**Work instructions:** Spot each line in the data below containing "small" and copy it.

**Dataset entries:**
·····
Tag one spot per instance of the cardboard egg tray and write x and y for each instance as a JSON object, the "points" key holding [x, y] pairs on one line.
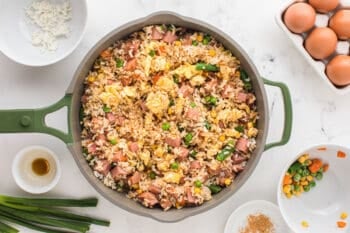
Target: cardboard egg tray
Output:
{"points": [[343, 47]]}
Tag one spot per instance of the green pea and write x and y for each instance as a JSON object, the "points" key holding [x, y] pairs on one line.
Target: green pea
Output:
{"points": [[297, 177], [198, 183], [307, 188], [119, 62]]}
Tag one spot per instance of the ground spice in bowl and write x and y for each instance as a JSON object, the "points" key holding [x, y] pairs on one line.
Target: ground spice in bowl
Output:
{"points": [[258, 223]]}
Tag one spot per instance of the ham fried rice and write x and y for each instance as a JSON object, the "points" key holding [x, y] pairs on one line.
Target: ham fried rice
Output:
{"points": [[168, 117]]}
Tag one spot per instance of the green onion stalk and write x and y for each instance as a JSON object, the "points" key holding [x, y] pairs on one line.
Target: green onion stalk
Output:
{"points": [[45, 215]]}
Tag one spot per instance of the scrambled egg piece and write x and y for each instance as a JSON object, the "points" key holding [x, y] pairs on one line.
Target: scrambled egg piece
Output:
{"points": [[188, 71], [230, 115], [166, 84], [197, 80], [172, 177], [157, 102]]}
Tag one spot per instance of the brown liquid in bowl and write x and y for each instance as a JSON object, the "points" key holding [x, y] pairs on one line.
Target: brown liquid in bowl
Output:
{"points": [[40, 166]]}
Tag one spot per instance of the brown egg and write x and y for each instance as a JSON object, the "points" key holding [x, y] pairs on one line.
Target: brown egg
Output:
{"points": [[340, 23], [324, 6], [338, 70], [321, 42], [299, 17]]}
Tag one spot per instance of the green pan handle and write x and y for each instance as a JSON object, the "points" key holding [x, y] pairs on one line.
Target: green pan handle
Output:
{"points": [[288, 114], [33, 120]]}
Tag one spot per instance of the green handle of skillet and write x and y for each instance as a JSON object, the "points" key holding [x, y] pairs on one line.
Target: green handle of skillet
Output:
{"points": [[288, 114], [33, 120]]}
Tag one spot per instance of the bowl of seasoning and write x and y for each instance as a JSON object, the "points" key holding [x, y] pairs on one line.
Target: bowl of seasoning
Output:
{"points": [[313, 192], [36, 169], [41, 32], [256, 216]]}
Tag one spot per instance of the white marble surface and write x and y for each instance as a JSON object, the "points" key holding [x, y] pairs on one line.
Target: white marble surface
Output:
{"points": [[320, 116]]}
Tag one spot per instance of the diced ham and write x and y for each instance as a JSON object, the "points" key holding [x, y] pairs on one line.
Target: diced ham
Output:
{"points": [[119, 120], [228, 91], [174, 142], [126, 80], [239, 167], [119, 156], [195, 164], [131, 65], [241, 97], [83, 99], [135, 178], [165, 204], [110, 117], [154, 189], [118, 172], [169, 37], [193, 114], [190, 197], [211, 85], [182, 153], [92, 148], [133, 146], [242, 145], [156, 34], [185, 90], [237, 158], [148, 199], [102, 166]]}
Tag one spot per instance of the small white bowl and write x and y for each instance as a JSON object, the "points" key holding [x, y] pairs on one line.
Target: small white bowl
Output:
{"points": [[322, 206], [26, 178], [15, 41], [238, 218]]}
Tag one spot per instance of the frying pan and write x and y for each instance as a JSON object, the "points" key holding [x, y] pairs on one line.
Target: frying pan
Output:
{"points": [[33, 120]]}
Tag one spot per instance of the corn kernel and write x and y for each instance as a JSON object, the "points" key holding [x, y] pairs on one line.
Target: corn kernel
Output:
{"points": [[170, 111], [343, 215], [304, 183], [222, 138], [91, 79], [309, 178], [212, 52], [227, 181], [301, 159], [197, 190], [304, 224], [178, 43], [286, 189]]}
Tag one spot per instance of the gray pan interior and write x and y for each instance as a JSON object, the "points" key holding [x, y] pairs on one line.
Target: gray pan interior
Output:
{"points": [[76, 89]]}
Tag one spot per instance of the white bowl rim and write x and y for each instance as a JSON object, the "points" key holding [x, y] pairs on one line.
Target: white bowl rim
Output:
{"points": [[64, 55], [43, 189], [279, 186]]}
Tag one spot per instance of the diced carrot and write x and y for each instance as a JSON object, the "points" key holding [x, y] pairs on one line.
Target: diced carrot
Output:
·····
**Answer space:**
Tag one spot per instance of the small white bowl and write x and y for each instance as a JSON object, the "points" key holding [x, y] pairs on one line.
Target: small white bowl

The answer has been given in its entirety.